_Supplied data_:
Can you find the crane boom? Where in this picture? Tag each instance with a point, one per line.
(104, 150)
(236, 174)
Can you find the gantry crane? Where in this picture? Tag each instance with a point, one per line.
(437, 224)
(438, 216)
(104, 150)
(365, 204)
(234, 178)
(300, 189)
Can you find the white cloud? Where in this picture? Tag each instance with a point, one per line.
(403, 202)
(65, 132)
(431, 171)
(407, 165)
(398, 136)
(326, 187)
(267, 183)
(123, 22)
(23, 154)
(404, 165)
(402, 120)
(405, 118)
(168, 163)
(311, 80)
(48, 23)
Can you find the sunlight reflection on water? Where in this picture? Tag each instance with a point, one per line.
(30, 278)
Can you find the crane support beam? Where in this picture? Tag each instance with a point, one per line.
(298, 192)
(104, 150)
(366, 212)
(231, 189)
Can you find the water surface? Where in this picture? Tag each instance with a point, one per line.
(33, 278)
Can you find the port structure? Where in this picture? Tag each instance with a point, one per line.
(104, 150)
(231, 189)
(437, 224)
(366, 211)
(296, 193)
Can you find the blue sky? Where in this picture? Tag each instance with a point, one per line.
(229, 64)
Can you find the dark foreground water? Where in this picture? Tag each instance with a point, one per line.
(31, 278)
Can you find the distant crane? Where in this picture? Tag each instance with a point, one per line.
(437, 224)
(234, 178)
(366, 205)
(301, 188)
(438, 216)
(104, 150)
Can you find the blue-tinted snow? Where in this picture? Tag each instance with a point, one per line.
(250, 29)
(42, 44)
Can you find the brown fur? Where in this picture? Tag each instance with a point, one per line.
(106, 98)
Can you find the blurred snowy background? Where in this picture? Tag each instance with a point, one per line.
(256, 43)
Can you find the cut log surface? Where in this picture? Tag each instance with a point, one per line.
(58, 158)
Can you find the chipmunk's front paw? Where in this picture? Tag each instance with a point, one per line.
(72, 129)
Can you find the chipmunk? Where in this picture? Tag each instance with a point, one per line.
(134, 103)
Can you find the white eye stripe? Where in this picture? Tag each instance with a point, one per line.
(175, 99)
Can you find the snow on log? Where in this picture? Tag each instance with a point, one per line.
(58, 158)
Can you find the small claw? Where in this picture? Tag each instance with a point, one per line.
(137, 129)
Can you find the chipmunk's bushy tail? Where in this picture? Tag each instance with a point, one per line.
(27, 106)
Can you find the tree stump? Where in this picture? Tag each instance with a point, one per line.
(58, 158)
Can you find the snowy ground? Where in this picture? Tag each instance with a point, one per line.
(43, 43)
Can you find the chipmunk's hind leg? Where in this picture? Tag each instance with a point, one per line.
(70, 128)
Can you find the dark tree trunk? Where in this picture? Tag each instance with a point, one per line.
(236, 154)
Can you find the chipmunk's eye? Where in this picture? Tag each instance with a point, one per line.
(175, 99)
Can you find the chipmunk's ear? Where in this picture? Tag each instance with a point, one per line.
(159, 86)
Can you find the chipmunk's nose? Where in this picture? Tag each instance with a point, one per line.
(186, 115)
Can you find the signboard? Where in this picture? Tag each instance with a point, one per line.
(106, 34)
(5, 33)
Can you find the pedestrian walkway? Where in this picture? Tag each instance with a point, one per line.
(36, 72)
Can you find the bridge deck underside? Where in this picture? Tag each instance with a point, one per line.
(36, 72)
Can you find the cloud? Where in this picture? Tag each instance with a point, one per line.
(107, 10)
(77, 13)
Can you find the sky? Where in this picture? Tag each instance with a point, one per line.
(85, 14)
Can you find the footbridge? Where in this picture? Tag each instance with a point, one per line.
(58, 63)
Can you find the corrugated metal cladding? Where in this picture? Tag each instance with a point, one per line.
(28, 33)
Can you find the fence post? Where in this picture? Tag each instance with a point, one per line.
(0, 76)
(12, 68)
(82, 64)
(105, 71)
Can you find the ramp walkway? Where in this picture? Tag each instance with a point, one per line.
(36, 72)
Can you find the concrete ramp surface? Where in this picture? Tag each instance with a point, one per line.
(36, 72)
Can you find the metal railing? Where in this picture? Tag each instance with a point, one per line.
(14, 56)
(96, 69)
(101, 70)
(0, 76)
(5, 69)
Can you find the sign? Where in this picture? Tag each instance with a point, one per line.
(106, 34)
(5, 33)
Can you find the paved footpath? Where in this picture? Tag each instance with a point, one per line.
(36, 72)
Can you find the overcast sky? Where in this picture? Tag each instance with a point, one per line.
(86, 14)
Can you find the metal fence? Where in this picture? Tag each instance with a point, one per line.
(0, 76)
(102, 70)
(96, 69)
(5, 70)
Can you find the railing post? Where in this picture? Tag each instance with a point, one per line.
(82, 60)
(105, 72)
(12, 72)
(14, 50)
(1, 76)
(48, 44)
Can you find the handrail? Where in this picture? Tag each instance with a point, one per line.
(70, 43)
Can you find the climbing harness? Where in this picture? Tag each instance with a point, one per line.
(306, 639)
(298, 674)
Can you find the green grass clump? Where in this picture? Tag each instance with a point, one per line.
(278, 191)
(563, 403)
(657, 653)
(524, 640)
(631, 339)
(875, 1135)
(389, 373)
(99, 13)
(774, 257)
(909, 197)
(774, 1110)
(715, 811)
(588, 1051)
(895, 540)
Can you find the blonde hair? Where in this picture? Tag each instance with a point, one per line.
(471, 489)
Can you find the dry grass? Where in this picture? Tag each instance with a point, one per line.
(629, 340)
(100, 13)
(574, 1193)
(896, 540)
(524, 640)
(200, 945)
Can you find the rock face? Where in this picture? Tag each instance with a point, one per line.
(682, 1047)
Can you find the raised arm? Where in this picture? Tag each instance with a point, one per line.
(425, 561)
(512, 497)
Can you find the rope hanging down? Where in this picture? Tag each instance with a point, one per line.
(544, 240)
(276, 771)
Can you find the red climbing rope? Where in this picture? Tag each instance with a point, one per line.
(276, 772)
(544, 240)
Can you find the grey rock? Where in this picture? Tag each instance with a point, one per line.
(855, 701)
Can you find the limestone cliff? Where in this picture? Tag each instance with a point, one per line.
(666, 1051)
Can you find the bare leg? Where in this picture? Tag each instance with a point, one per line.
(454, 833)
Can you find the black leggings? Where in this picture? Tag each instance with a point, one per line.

_The exercise_:
Rewrite everything from the line containing "Can you find the blonde" down to the end of the material, requests included, and shift each coordinate in the answers up by 34.

_Response to this task_:
Can you find the blonde hair? Where in this picture? Tag each instance with a point, one per line.
(505, 523)
Can you find the dry grass? Where in this picture? Tag each instance with a point, one per line.
(663, 374)
(134, 47)
(608, 1227)
(930, 574)
(558, 674)
(234, 979)
Can you find the rock face? Where in this picture? Tag each instance with a point, one per line.
(716, 1081)
Can you find the raised arm? Where in this picture? Tag each instance with a point, one per line.
(459, 595)
(546, 531)
Can you find the rope hanging down? Where in this picture? Tag each instance with a point, one per line.
(578, 274)
(310, 805)
Can you find the red climbing rope? Where in this picture? Tag each instance with a point, one per line.
(310, 806)
(578, 274)
Can you find the grey rock? Where in this picture? Tag each instance with a point, one per line.
(889, 735)
Can you find the limestone cliff? Where in this picture? Tag each instance with a point, one per line.
(700, 1085)
Can you find the bare leg? Where in this picture? Tag each instance with a point, one per line.
(488, 867)
Can you find the black leggings? Where in this picture? Tag each instance with a point, one per line.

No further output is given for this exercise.